- _Records for the exercise_

**********

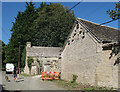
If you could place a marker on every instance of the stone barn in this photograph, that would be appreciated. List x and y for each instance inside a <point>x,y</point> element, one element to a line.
<point>90,52</point>
<point>45,58</point>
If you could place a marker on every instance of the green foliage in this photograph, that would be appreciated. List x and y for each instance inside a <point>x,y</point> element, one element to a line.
<point>52,26</point>
<point>114,14</point>
<point>30,60</point>
<point>2,48</point>
<point>23,58</point>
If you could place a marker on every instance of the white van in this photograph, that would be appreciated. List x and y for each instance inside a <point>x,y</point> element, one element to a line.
<point>9,67</point>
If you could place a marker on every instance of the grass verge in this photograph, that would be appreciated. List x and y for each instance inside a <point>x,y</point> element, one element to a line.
<point>74,86</point>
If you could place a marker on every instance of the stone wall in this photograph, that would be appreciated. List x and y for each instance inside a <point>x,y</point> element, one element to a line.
<point>85,58</point>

**********

Write out the whole listing exactly as it appears, and omit the pictures.

If you could place a marker on every instance of the stone barn in this photograph, that would be appreciated. List x and y for each instance inside a <point>x,y</point> element, one element to a line.
<point>90,52</point>
<point>45,58</point>
If you could place a marker on every instance of the green foliage in this photograph, that would be appreciated. List x and y for each instance inside a <point>x,y</point> element, one element to a line.
<point>52,26</point>
<point>114,14</point>
<point>30,60</point>
<point>2,48</point>
<point>23,58</point>
If you could place a marker on every instance of the white van in this photograph, that would be appreciated. List x and y for each instance inside a <point>x,y</point> element, one element to a line.
<point>9,67</point>
If you could place a marker on every instance of the grass verge in this photograph, that would be appreciated. List x and y for each instance inside a <point>x,y</point> element, one element to a line.
<point>74,86</point>
If you could place a marker on every instance of the stone wall in this photograph, that would be appreciated. List x and y for each instance inside a <point>x,y</point> element, one element to a line.
<point>85,58</point>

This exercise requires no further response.